Stephen J. Bevan wrote:

> Dawid Ciezarkiewicz writes:
>  > It enforces to use upper level encryption with internal
>  > fragmentation which is problem because of more more frames that
>  > those bridges have to handle, bigger traffic etc.
> 
> Where did the fragmentation come from?  If you are sending TCP over
> IPsec then the ESP/AH code should decrease the TCP MSS as it goes
> through to take acount of the extra space that IPsec will take up.
> Thus neither end-point will ever send a frame on that session that
> will require fragmentation.  Granted you can still have a problem if
> someone sends a UDP packet that is close to the 1500 MTU, but RFCs
> recommend against it (e.g. DNS&SIP) and applications should try to
> avoid it.

First, ccrypts task is to secure Ethernet, not IP. Secondly, IPsec won't
decrease MSS in TCP encapsulated in PPPoE traffic, for example.

> Thus the argument for ccrypt should say :-
> 
> a) why IPsec is not suitable for securing IP traffic in WIFI scenarios.

It's suitable. But for IP.
■ ■ ■ ■ ■
[Directives]:
[1] Questions on the ccrypt and IPsec exchange:
(a) When TCP is sent over IPsec, what should the ESP/AH code do to the TCP MSS?
(b) Which network layer does the unquoted reply say ccrypt is meant to secure?
(c) What kind of traffic does the unquoted reply give as an example where IPsec won't decrease the MSS?
[2] Carry on the ccrypt and IPsec exchange past its final line.
■ ■ ■ ■ ■
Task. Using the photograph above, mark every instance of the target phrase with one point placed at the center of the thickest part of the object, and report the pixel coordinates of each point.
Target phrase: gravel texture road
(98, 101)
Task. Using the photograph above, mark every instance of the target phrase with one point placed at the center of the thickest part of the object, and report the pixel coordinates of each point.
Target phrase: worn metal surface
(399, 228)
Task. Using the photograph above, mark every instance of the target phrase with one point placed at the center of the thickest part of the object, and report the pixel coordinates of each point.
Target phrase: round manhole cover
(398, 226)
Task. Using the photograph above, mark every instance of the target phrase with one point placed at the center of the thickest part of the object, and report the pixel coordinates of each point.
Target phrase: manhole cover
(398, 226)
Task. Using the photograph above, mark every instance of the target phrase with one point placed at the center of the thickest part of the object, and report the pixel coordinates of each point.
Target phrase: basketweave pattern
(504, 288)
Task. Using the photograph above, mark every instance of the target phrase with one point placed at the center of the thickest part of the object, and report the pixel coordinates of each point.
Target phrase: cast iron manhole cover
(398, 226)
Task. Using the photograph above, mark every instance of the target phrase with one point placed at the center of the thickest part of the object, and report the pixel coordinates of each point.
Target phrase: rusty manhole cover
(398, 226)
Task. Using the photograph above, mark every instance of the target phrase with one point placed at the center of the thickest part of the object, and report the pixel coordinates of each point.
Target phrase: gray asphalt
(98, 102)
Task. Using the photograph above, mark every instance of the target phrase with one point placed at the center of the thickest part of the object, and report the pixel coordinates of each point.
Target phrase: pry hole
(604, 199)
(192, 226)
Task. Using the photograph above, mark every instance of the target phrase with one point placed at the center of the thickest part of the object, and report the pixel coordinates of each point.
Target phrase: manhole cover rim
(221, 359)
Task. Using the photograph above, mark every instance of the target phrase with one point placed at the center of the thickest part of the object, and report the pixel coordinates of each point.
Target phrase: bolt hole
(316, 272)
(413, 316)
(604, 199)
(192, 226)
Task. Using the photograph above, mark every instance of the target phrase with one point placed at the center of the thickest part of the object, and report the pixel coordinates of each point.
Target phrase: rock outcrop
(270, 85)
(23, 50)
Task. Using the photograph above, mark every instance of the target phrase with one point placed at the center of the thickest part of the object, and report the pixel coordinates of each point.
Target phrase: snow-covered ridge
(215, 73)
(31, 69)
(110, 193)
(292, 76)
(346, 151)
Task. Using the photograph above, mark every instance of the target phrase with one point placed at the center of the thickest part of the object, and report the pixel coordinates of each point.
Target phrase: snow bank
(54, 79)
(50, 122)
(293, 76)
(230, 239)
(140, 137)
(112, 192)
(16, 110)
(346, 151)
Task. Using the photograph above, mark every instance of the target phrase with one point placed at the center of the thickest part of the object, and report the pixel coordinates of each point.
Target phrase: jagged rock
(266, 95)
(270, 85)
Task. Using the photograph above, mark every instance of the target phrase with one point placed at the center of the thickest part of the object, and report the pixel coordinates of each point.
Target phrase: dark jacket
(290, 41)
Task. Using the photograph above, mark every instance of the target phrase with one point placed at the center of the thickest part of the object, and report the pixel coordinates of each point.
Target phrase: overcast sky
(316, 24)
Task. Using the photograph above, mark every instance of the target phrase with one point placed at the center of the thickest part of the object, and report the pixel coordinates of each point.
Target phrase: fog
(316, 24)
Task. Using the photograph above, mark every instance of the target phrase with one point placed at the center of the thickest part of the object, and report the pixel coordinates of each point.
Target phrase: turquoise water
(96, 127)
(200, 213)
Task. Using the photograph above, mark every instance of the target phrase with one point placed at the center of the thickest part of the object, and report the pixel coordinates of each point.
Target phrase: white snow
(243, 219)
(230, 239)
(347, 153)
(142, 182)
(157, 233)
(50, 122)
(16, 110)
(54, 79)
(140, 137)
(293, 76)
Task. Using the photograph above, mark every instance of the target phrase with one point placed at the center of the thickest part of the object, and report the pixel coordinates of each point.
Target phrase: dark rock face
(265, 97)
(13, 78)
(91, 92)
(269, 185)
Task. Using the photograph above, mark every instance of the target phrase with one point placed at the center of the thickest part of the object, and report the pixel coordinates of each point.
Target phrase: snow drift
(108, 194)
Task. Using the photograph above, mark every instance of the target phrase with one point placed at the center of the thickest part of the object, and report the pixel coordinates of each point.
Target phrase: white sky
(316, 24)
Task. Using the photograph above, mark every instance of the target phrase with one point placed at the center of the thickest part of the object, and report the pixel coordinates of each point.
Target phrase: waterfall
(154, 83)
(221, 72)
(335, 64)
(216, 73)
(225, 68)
■ ■ ■ ■ ■
[Exercise responses]:
[1]
(a) Decrease it to account for the extra space that IPsec will take up.
(b) Ethernet, not IP.
(c) TCP encapsulated in PPPoE traffic.

[2]
> b) what traffic other than IP traffic needs to be encrypted.

PPPoE; Ethernet in general.

>  > This allows key switching without loosing any frames. It should be done
>  > quickly, since when in "key transition" state all invalid/spoofed
>  > frames have  double cpu impact on receiver. Shouldn't be a problem
>  > because attacker should have no clue about when key is being switched.
> 
> If the keying is done manually an attacker won't know when the keys
> are changed.  However, if keying is coordinated over the same link via
> a protocol (as is done with IKE for IPsec) then the attacker can see
> (or at least guess) the packets carrying the keying protcol thus know
> re-keying is going to occur.

Only if the rekeying traffic is the only being transmitted. IMHO a border
case.

> Indeed, in IPsec, the equivalent of ccrypt is ESP and that's rather
> straighforward.  The complicated part is IKE, the userspace component
> that handles keying.  It is certainly possible to create something
> simpler than IKE (e.g. IKEv2 is somewhat simpler) but the devil is in
> the details.

Sure, but that's IMHO little bit off-topic in regard to ccrypt, which is
just an encryption back-end (eventually the rekeying daemon will sit in the
userspace).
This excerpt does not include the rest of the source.